Rows from a segmentation dataset
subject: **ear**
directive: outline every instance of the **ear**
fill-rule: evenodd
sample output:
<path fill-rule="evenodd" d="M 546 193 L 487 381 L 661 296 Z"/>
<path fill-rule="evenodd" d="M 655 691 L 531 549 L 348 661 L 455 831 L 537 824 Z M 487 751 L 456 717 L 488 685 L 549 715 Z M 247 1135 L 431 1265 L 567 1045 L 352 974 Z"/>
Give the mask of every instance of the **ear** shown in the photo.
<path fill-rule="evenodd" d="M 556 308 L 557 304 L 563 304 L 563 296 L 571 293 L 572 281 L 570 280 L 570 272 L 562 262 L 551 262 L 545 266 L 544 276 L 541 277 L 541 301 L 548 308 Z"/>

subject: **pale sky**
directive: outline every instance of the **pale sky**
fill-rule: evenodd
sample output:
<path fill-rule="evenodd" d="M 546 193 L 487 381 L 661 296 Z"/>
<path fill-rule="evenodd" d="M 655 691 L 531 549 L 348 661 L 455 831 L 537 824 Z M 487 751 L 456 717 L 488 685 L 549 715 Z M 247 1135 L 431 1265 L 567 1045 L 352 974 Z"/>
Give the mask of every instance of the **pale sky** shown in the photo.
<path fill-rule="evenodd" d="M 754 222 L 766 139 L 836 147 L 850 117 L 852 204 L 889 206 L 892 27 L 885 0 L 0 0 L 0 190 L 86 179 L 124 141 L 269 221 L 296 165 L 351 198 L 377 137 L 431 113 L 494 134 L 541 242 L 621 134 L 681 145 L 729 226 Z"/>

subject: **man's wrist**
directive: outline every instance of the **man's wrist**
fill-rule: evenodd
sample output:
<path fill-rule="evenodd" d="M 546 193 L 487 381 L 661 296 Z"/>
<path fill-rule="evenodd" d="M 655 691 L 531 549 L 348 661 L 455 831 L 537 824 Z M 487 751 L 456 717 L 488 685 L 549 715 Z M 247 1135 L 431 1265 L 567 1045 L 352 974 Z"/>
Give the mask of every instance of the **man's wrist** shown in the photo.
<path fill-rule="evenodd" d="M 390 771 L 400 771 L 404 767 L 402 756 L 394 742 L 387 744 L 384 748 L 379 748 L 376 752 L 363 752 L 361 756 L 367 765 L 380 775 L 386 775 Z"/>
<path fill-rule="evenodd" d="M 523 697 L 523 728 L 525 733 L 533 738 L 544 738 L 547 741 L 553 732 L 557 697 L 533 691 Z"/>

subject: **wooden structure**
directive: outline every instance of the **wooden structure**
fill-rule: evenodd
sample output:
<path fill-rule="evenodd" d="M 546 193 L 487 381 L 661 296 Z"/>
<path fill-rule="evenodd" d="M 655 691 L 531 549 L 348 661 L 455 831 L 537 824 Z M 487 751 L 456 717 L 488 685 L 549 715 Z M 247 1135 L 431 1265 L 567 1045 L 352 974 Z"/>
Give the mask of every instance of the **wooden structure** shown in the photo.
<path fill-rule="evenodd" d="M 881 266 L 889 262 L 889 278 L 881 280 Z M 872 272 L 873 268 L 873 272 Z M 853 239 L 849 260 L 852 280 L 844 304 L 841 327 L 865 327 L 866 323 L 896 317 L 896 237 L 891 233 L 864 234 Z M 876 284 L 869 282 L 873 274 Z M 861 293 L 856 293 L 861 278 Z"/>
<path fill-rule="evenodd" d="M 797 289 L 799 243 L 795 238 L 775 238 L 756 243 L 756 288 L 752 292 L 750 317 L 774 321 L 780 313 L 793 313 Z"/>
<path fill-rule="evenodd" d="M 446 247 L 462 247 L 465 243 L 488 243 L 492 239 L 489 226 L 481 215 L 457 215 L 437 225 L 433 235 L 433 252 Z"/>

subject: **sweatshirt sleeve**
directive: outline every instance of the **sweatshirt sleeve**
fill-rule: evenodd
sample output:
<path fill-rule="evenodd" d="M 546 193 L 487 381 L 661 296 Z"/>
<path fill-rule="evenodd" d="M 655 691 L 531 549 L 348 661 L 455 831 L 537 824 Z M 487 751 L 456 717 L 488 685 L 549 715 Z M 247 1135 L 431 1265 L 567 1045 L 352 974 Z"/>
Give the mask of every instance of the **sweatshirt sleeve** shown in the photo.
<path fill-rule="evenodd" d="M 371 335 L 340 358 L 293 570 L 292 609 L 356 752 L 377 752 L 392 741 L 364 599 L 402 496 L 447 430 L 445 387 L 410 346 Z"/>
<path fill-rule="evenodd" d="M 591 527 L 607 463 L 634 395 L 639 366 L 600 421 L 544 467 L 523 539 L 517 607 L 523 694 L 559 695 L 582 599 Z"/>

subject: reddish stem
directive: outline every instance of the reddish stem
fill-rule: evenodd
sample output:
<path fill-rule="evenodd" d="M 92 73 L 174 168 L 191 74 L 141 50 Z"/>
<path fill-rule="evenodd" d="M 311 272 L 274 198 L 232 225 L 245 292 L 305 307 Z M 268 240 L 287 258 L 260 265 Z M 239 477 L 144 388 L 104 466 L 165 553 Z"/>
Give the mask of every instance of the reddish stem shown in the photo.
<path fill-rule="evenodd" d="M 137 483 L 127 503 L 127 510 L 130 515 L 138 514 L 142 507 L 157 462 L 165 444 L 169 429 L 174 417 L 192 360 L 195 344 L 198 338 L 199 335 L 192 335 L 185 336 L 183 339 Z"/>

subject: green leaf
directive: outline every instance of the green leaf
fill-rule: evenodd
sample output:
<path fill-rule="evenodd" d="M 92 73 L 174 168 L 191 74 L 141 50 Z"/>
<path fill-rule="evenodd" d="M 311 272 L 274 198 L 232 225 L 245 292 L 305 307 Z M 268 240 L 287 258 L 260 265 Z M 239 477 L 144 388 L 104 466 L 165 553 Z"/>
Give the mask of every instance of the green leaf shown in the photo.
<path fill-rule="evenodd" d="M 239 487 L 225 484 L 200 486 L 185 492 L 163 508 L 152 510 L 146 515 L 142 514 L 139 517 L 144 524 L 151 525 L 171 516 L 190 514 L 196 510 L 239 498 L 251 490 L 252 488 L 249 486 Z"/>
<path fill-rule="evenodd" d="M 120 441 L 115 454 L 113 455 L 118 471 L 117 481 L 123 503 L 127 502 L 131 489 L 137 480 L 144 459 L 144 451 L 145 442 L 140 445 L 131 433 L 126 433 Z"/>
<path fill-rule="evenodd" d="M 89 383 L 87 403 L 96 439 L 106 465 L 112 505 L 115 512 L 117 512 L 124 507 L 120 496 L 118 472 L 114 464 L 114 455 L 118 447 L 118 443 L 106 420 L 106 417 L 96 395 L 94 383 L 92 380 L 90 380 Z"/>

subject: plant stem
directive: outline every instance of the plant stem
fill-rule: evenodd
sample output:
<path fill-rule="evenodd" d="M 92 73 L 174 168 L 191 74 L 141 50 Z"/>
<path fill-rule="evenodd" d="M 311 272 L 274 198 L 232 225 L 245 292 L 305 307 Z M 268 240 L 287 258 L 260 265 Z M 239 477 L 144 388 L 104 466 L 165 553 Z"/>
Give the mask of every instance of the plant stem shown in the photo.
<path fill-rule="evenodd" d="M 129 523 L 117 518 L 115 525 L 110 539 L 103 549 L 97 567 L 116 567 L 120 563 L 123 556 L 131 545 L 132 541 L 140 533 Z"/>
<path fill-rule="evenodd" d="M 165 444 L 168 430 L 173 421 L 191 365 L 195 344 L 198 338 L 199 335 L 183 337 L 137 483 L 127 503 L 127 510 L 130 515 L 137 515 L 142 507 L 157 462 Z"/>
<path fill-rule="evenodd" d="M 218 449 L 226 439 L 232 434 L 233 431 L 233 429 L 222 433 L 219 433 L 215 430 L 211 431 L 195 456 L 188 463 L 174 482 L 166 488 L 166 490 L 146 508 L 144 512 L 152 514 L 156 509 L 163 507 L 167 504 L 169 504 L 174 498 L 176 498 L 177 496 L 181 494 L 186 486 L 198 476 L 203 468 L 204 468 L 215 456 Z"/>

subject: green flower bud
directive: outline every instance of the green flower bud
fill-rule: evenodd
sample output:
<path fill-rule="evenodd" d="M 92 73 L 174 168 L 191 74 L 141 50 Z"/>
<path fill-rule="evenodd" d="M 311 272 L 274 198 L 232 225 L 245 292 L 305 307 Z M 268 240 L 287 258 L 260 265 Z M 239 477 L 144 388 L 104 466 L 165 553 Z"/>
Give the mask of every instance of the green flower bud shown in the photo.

- **Stated problem**
Rescale the stretch from the start of the rows through the line that contains "556 308 L 557", both ends included, and write out all of its lines again, requests and format samples unchanged. In the answers, multiply every coordinate by 2.15 and round to whole numbers, halves up.

- **Exercise output**
subject: **ear**
directive: outline every instance of the **ear**
fill-rule: evenodd
sample output:
<path fill-rule="evenodd" d="M 546 193 L 487 381 L 661 296 Z"/>
<path fill-rule="evenodd" d="M 655 691 L 531 549 L 348 661 L 455 831 L 537 824 Z M 487 751 L 456 717 L 488 685 L 549 715 Z M 247 1135 L 431 1265 L 567 1045 L 352 974 Z"/>
Give the mask of every instance of the **ear** shown in the photo.
<path fill-rule="evenodd" d="M 1195 662 L 1198 654 L 1210 654 L 1210 636 L 1228 630 L 1230 604 L 1226 602 L 1226 585 L 1208 563 L 1185 563 L 1172 572 L 1170 593 L 1163 596 L 1163 647 L 1178 662 Z"/>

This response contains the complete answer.